Voting by Media General’s Directors and Executive Officers (Page 46)

 

As of February 28, 2014, the Directors and executive officers of Media General beneficially owned, in the aggregate, 29,217,747 shares (or approximately 33.3%) of the Media General voting common stock. For additional information regarding the votes required to approve the proposals to be voted on at the Media General special meeting, see “The Media General Special Meeting – Vote Required” beginning on page 45. The Directors and executive officers of Media General have informed Media General that they currently intend to vote all of their shares of Media General voting common stock for the MG share issuance proposal and the MG amendment proposal. In addition, pursuant to the SG voting agreement, the SG shareholders, who collectively hold approximately 30% of the outstanding shares of voting common stock of Media General, agreed to vote their shares in favor of the MG share issuance proposal and the MG amendment proposal. For additional information regarding the SG voting agreement, see “The Agreements – Description of the Standard General Voting Agreement” beginning on page 130.

Lines of data
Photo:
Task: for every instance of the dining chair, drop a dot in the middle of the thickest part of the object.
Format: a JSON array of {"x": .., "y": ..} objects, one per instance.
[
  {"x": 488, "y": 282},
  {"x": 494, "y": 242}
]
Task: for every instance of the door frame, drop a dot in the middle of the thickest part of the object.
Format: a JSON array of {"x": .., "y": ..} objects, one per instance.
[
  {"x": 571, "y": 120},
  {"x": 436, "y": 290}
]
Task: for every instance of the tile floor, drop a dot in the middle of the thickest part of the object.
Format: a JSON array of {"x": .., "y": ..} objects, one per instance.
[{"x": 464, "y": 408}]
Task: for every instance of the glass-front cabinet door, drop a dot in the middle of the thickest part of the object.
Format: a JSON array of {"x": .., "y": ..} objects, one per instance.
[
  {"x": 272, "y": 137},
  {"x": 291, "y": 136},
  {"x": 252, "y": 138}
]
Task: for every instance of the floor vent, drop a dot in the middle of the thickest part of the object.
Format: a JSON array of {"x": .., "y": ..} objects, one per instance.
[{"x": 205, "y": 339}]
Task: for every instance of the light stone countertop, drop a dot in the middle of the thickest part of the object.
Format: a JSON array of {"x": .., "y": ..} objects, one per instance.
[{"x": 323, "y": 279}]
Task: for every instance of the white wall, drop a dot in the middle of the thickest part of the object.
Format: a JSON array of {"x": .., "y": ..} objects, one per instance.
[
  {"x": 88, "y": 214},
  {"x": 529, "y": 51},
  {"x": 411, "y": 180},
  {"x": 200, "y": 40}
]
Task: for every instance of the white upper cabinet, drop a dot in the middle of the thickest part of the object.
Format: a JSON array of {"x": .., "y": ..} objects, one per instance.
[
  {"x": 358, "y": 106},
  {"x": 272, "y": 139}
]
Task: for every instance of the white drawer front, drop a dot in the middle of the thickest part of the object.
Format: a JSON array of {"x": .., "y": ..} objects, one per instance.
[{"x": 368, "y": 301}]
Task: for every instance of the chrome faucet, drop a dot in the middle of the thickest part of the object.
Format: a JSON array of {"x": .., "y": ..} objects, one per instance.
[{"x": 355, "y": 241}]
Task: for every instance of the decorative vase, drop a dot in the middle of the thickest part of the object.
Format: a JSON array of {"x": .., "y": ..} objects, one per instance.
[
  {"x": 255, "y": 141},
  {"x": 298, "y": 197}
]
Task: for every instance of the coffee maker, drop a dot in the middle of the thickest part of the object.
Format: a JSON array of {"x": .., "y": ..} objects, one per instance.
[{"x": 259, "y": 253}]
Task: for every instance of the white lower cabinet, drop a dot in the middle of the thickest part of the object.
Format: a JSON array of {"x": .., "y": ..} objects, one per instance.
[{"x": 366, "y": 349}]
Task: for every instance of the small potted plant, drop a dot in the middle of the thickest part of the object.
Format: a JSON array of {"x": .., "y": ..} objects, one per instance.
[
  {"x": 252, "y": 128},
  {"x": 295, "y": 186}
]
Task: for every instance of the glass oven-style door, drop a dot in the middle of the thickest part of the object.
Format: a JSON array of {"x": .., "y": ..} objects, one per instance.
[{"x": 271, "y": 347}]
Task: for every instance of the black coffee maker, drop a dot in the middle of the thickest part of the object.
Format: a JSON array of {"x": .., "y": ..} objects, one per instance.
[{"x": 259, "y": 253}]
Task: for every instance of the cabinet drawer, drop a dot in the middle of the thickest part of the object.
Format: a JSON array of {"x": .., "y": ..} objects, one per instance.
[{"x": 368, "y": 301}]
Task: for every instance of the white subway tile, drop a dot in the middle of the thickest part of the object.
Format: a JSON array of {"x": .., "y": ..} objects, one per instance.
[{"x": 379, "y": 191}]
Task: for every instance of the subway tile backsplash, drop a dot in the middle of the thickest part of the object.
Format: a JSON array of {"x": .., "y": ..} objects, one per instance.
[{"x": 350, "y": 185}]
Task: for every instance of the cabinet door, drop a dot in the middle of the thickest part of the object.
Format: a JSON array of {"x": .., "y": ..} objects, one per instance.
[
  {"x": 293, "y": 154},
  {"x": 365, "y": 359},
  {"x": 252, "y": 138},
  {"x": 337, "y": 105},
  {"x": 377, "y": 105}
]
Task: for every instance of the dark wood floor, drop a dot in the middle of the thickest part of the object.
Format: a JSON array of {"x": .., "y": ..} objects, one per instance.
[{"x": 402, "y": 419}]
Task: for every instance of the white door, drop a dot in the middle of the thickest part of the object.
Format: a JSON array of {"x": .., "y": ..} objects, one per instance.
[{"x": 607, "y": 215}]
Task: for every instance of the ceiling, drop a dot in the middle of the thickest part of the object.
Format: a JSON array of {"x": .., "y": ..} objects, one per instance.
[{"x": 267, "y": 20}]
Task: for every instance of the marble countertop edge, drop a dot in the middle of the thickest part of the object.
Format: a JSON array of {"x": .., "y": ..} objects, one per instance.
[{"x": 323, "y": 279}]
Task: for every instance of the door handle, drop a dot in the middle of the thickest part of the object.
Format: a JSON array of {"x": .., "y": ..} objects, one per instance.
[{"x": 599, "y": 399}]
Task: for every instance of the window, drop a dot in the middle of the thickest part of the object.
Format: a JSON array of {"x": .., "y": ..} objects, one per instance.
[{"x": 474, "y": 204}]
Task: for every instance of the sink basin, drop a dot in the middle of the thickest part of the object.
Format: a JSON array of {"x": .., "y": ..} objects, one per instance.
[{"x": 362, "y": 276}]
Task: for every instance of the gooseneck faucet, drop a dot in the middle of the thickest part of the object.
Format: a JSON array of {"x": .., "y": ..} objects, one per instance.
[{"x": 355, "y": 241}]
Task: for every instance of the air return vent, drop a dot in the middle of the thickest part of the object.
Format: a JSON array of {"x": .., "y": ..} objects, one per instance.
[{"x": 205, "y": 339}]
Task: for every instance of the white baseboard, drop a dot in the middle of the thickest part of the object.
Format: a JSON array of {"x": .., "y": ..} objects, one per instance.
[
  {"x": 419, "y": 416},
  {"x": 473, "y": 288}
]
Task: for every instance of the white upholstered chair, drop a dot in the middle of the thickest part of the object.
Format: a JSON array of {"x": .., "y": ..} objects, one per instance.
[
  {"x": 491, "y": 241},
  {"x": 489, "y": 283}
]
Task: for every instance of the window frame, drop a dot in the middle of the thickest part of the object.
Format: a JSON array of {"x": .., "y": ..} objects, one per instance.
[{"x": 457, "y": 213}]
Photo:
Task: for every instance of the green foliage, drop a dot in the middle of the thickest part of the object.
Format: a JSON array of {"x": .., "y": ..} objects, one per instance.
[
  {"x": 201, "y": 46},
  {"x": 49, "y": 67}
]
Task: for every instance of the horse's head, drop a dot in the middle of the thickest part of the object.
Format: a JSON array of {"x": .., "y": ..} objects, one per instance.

== Written task ==
Answer these questions using the voting excerpt:
1. As of February 28, 2014, how many shares of Media General voting common stock did the Directors and executive officers beneficially own in the aggregate?
2. About what percentage of the outstanding voting common stock do the SG shareholders collectively hold?
3. On what page does "The Media General Special Meeting – Vote Required" begin?
These rows were taken from a different source than the voting excerpt.

== Answer in full ==
1. 29,217,747 shares (approximately 33.3%)
2. Approximately 30%
3. Page 45